* 本文

要素名は、「月一」「月二」「月三」「窓」と「雨一」「雨二」「雨三」「軒」です。
香名と木所は、景色のために書きましたので、季節や組香の趣旨に因んだものを自由に組んでください。
連衆を「月方」「雨方」の2組に分けます。(双方同数としてください。)
「月一」「月二」「月三」「雨一」「雨二」「雨三」は各2包作り、「窓」と「軒」は各1包作ります。(計14包)
「月一」「月二」「月三」「雨一」「雨二」「雨三」各2包のうち、各1包を試香として焚きます。(計6包)
本香は、残った6包(各要素1包ずつ)と「窓」「軒」の各1包を打ち交ぜます。(計8包)
本香は8炉廻ります。
答えは、要素名で出た順に8個書きます。(香札を使用しても可)
本香が終わってから答えを開き、各自の聞きに「点」(加点)と「星」(減点)を付けます。(委細後述)
下附は、各自の点と星を並べて記載します。
「月方」「雨方」でメンバーの点数を集計し、合計点の多いほうが勝方となります。
「涼一味」・・・夏座敷の季節がやってきました。

* 課題
組香についての本文では、香名と木所を自由に組んでよいとしています。そうしてよい理由を、本文に書かれているとおりに説明してください。

* 保存データ
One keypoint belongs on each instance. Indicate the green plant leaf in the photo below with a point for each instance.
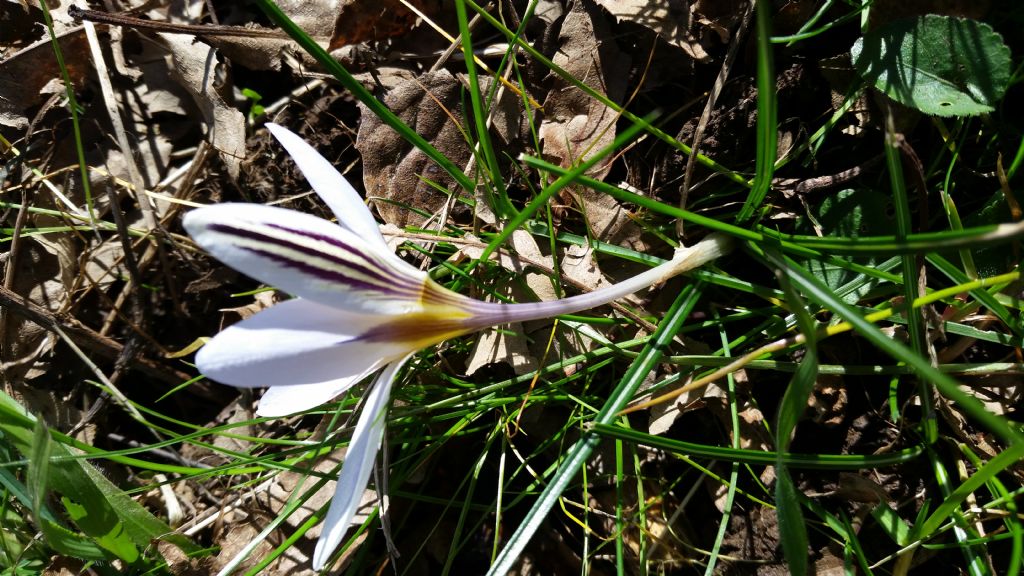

* 回答
本文の香名と木所は、景色のために書いたものだからです。そのため、季節や組香の趣旨に因んだものを自由に組んでよいとされています。